REQUIREMENT 1 :: Put the rows from the part that opens with the line containing "If you could point to the sos" and closes with the line containing "If you could point to the eroded" into a Markdown table with the columns "Nr" and "Line", where "Nr" numbers the rows and blank lines are left out. Leave the pictures out of the answer.

Passwordless Future

Here is an excerpt from an email I received from Microsoft about moving beyond passwords:

“By 2022, between 60 to 90 percent of enterprises will use password-free technology across more than half of their business cases according to Gartner. But how do we get there?”

I am curious as to how BW plans to evolve to continue in a password free environment. Maybe managing security tokens and using push notifications/biometrics to allow login to sites and services?

You’ll still need passwords at some point. Passwordless only works if you have a physical device. Lose your physical devices and you lose your account. And current implementations of passwordless requires webauthn, which consumes space on your security key. Yubikey model 5 only supports 28 such sites. And once you’ve added 28 sites, you have no way to remove a single site, you are forced to reset the yubikey, which nukes all 28 sites from your key.

Then there’s the whole ecosystem problem. Right now most people are not used to using security keys, not to mention shelling out $20 for a single one, to which you should have at least 2, and that’s per person in your household. And if you entire in the wrong pin a few times in a row, the security key bricks itself so you have to reset it.

Of course companies could make the devices “easier”, but only at the expense of security. These devices will effectively act as your user+pass+2fa to access an account. Any reduction in security could be horribly detrimental to a person’s everything.

2 Likes

I agree that passwordless logins are probably a ways away but I do think they are the future. I’d say in the next 5-10 years.

I think that cell phones, smart watches, smart rings, etc… will become the devices that hold our passwords. A necklace, a bracelet, anything.

1 Like

I hear your point.
A security key is a single device with access to your accounts. So if there is a chance of compromise it needs to be wiped.

The benefit of a system with multiple clients is that if you wipe 1 device, others are still available to continue operation. Making your single point of failure the central store, not a single device.

Microsoft and Google already use this passwordless system with authorized devices. Yubikey is a hardware device with no sync function. Correct me if I am wrong.

They could, but that’s scary. Imagine someone finds your bracelet and uses it to log into your 401k and transfer out your funds. The point of passwordless is the device is now ALL that is needed to access everything. You don’t even need to know who they are. The device is like a username+password+2fa all rolled into one.

Any passwordless device must be highly secured, which raises the whole issue of adoption. Phones are not highly secure, Level 3 security keys are, like yubikey.

Scary thing about the whole security key market is nearly all of the yubikey competitors are not Level 3, which means they devices can be hacked. Looking at your nitrokey. Yay, it’s open source and updatable. Ohh, that also means someone can reprogram it to leak your data. Level 1 is what something like your operating system can offer, which is all nitrokey is. One compromise away from losing everything.

It’s a risk management issue. A yubikey is a hardware security device that has a special design that makes it nearly impossible to hack without some crazy manipulation of electrical input to confuse the device. Even then the yubikey has two processors that both have to agree, not as redundancy but security.

REQUIREMENT 2 :: In the text on passwordless logins, switch "central store" to "shared vault" and give again the part that opens with the words containing "I hear your" and closes with "I am wrong.".

MATERIAL TO PROCESS ::
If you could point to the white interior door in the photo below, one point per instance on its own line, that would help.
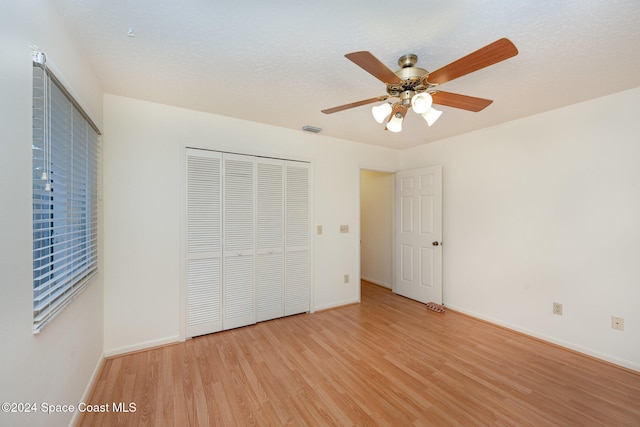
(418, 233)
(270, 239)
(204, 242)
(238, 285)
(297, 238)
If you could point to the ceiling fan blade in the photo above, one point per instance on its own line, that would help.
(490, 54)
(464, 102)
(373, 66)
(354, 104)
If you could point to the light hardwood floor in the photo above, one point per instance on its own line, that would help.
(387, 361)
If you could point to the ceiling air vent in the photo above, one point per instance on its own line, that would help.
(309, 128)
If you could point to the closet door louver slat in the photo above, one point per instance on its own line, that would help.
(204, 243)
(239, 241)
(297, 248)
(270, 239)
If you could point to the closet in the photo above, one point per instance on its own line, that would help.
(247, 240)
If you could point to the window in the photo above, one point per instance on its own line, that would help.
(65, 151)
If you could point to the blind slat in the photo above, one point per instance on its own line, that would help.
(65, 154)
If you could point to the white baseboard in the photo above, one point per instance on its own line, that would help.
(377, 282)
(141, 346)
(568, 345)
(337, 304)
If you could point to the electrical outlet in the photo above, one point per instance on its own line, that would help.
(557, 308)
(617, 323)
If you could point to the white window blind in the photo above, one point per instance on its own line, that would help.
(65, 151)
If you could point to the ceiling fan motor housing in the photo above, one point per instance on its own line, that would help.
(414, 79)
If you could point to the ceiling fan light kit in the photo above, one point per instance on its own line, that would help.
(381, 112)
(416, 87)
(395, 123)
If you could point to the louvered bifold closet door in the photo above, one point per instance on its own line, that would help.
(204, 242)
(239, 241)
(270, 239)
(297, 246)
==
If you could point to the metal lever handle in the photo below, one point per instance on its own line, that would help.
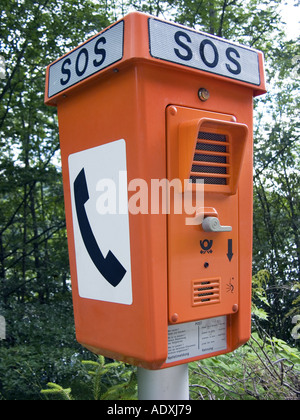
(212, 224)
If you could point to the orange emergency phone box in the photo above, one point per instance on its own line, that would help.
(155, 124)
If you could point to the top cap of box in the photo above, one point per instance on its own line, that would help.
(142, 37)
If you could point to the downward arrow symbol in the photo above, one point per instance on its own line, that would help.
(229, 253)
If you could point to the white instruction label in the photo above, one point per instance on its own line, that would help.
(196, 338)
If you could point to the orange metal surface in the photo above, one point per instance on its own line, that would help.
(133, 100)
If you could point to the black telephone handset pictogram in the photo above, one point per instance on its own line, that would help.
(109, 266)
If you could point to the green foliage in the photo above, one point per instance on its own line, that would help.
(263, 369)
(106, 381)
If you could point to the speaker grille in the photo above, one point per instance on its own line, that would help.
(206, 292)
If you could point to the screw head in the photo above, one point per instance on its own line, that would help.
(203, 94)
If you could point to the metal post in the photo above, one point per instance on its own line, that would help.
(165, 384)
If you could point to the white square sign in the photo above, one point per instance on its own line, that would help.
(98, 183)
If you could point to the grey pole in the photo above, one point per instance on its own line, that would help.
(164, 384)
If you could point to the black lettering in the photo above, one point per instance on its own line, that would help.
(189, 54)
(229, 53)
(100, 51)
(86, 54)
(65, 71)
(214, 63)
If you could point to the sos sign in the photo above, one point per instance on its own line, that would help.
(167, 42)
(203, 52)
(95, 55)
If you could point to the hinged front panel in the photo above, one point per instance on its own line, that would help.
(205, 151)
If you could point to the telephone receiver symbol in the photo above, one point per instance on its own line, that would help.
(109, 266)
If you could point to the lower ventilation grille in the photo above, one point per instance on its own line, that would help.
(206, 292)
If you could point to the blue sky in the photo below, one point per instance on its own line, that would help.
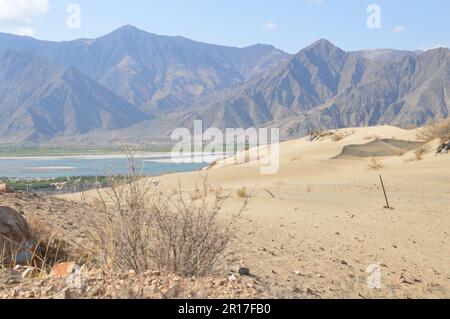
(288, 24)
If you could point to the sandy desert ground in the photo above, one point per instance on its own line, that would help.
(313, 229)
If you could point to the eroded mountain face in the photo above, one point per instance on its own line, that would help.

TASK RESPONSE 1 ::
| Nr | Line |
|---|---|
| 1 | If you could point to the sos sign in the photo above, one point per instance on its own line, that would help. |
| 2 | (167, 42) |
| 3 | (203, 52) |
| 4 | (95, 55) |
| 5 | If you could point to the hinged front panel in the photo above, one point per instance on its own line, that would help. |
| 6 | (205, 151) |
| 7 | If you could point to the telephone receiver symbol in the photo above, one point per instance on its own line, that would help. |
| 8 | (109, 266) |
| 9 | If you could point to the lower ventilation grille in the photo above, one point per instance on its own line, that would help. |
| 10 | (206, 292) |
| 11 | If you could point to the blue sky in the photo below, one point per instance on its own line, that would help. |
| 12 | (288, 24) |
| 13 | If you could point to the sandy desert ground in the photo above, one point per instance on its own line, that would help. |
| 14 | (313, 229) |
| 15 | If you could point to the eroded mountain face in the photo above, one point per instance on its own line, that would help. |

TASK RESPONSE 2 ::
I hear your point.
A security key is a single device with access to your accounts. So if there is a chance of compromise it needs to be wiped.

The benefit of a system with multiple clients is that if you wipe 1 device, others are still available to continue operation. Making your single point of failure the shared vault, not a single device.

Microsoft and Google already use this passwordless system with authorized devices. Yubikey is a hardware device with no sync function. Correct me if I am wrong.